SELECTION >>

*****

The US held freedom in high esteem due to the oppression of the countries the folks left from and the country it was a colony of.

our declaration:

When in the Course of human events it becomes necessary for one people to dissolve the political bands which have connected them with another and to assume among the powers of the earth, the separate and equal station to which the Laws of Nature and of Nature's God entitle them, a decent respect to the opinions of mankind requires that they should declare the causes which impel them to the separation.

We hold these truths to be self-evident, that all men are created equal, that they are endowed by their Creator with certain unalienable Rights, that among these are Life, Liberty and the pursuit of Happiness. —


and the preamble to the constitution:

We the People of the United States, in Order to form a more perfect Union, establish Justice, insure domestic Tranquility, provide for the common defence, promote the general Welfare, and secure the Blessings of Liberty to ourselves and our Posterity, do ordain and establish this Constitution for the United States of America.

*****

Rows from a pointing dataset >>

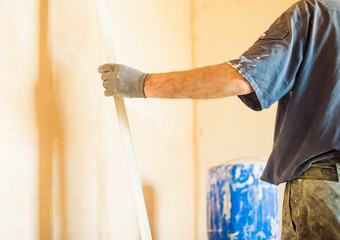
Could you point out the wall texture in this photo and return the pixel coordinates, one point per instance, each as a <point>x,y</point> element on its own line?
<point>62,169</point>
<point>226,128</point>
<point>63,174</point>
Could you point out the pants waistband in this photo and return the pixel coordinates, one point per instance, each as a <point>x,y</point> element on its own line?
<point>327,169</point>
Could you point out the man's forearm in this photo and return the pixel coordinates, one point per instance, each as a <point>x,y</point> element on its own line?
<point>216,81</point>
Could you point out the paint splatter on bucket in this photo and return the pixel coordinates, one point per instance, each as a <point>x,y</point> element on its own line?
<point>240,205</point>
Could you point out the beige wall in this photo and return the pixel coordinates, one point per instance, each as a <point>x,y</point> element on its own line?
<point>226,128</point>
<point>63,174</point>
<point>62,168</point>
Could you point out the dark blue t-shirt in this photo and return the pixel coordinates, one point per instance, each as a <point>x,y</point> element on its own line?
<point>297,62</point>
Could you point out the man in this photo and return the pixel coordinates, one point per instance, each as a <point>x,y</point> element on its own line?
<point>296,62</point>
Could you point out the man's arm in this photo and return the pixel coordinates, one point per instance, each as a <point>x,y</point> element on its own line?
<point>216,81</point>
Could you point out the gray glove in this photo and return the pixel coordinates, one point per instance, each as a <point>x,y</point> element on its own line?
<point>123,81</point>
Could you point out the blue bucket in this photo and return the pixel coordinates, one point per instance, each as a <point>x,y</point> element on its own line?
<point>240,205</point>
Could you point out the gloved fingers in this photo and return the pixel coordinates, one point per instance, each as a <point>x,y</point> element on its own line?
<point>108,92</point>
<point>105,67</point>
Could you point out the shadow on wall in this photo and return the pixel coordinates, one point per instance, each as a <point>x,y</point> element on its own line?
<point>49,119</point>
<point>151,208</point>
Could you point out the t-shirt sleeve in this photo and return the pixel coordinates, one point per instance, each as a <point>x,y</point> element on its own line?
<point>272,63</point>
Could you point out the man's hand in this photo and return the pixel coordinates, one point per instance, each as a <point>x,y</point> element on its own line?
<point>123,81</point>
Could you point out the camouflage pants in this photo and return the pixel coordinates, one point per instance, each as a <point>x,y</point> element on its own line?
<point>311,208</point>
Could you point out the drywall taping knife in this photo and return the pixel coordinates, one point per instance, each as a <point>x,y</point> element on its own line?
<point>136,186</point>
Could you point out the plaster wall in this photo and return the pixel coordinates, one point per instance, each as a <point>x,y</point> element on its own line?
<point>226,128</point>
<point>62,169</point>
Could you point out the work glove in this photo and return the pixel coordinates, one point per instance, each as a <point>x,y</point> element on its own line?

*****

WHAT THE TASK REQUIRES >>
Can you return the span of the piece on US freedom above between "When in the" and "to the separation.", inclusive, copied word for word?

THE COMPLETED TASK >>
When in the Course of human events it becomes necessary for one people to dissolve the political bands which have connected them with another and to assume among the powers of the earth, the separate and equal station to which the Laws of Nature and of Nature's God entitle them, a decent respect to the opinions of mankind requires that they should declare the causes which impel them to the separation.